══ TEKSTFRAGMENT ══

Manna

 

Vorige week, toen we stonden te bidden, sprak ik ineens een zinnetje uit, waar ik niet eens over nagedacht had. Ik dacht: wat zeg ik nou…?

Dat zinnetje heeft me zo aan het denken gezet, dat het vandaag hierover gaat.

Dat zinnetje was: Wij zijn brood en wijn!

Dus: dat we brood en wijn zijn!

Maar voordat ik zover ben wil ik even iets vertellen over het begrip ‘manna’.

Letterlijk betekent dat: ‘wat is dat?’ Het was iets onbekends.

En dat manna lag elke dag, elke morgen, rondom de tenten over de hele leger-plaats, een laagje. En daar bovenop lag dauw. En als de dauw door de zon een beetje opgetrokken was, konden ze dat manna zó verzamelen.

Mozes noemde het de heerlijkste gave, de kostelijkste gave van de hemel, dauw.

Een mooie uitdrukking.

En elke dag lag daar het manna.

Ze hoefden echt niet meer te bidden: geef ons heden ons dagelijks brood, want het lag er al.

Dan raapten ze het op in korven, schalen of bakken enz. Ze gingen het dan een beetje zeven, zodat de rommel en rotzooi er uit komt.

═══

◆ GESTELD DOEL A ◆
Wat betekent het woord ‘manna’ letterlijk volgens de tekst over manna?
◆ GESTELD DOEL B ◆
Hervat de tekst over manna na de laatste zin.

══ AANGELEVERDE ITEMS ══

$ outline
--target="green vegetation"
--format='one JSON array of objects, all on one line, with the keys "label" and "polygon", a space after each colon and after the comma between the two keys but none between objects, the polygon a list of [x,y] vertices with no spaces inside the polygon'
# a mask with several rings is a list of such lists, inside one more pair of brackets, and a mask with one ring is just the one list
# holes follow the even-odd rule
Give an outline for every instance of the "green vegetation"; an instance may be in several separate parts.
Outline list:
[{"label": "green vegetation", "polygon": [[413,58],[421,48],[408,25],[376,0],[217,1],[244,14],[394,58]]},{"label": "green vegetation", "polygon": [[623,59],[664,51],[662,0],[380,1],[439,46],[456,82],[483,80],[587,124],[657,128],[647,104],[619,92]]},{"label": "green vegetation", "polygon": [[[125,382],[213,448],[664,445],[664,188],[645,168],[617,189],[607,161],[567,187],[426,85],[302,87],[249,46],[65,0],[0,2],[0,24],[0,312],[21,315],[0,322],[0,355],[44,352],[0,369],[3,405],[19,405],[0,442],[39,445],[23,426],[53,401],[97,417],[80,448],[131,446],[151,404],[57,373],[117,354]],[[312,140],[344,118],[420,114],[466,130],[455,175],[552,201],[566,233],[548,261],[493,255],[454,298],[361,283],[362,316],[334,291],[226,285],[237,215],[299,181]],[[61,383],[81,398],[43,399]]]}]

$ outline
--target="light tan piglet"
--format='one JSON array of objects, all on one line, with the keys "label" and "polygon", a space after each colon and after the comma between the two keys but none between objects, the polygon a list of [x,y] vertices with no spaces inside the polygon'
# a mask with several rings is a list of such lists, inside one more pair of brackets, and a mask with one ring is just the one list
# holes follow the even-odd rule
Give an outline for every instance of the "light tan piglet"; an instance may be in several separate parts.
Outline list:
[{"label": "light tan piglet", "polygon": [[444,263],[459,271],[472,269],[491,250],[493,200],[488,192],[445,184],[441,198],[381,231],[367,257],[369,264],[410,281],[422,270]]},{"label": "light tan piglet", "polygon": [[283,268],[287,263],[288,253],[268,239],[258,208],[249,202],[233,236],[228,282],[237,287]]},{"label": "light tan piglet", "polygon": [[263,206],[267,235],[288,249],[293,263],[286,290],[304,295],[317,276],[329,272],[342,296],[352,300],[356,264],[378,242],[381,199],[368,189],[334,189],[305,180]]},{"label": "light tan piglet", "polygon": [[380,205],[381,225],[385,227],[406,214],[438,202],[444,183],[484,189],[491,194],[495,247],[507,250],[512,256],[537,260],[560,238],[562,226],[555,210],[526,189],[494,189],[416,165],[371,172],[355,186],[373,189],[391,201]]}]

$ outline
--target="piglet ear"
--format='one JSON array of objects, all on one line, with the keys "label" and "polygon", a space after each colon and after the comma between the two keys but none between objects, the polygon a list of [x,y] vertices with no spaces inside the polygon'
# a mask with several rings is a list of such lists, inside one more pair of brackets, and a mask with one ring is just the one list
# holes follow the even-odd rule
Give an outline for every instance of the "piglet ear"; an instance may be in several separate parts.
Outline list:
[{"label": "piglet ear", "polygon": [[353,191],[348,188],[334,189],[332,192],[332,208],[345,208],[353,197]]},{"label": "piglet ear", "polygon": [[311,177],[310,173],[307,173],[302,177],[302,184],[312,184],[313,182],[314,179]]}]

═══

◆ ANTWOORD OP OEFENING A ◆
Letterlijk betekent het ‘wat is dat?’

◆ ANTWOORD OP OEFENING B ◆
Daarna werd het fijn gemaakt in vijzels, je kon het ook malen. En daarna werd het gebakken en kon je het eten.

Dat moesten ze allemaal zèlf doen.

Manna raap je, maar je verwerkt het zèlf.

En verwerken is dóórdenken, kauwen en herkauwen. Dat is brood klaarmaken.

Ik vind het heerlijk om altijd over deze dingen na te denken. Het is m’n lust en m’n leven. Maar het probleem is dat ik dáárin juist altijd ontzettend word aangevallen met rotzooi en troep en druk van buitenaf; omdat je bezig bent met de kostelijkste gave van de hemel.

Manna wordt in één van de Psalmen ‘koren van de hemel’ genoemd. Dus geen gebakken broodjes, maar ‘koren’.

Het gaat erom dat je het zèlf overweegt, daarmee omgaat.

Het woord overdenken komt in Psalm 119 zeventien keer voor; eindeloos overdenken.

En mijn lievelingstekst staat in Psalm 123: hoe kostelijk zijn mij Uw gedachten.

Het gaat om de gedachtenwereld van God. Want uiteindelijk zullen we daarmee de gedachtenwereld van de boze, zijn kop, moeten vermorzelen.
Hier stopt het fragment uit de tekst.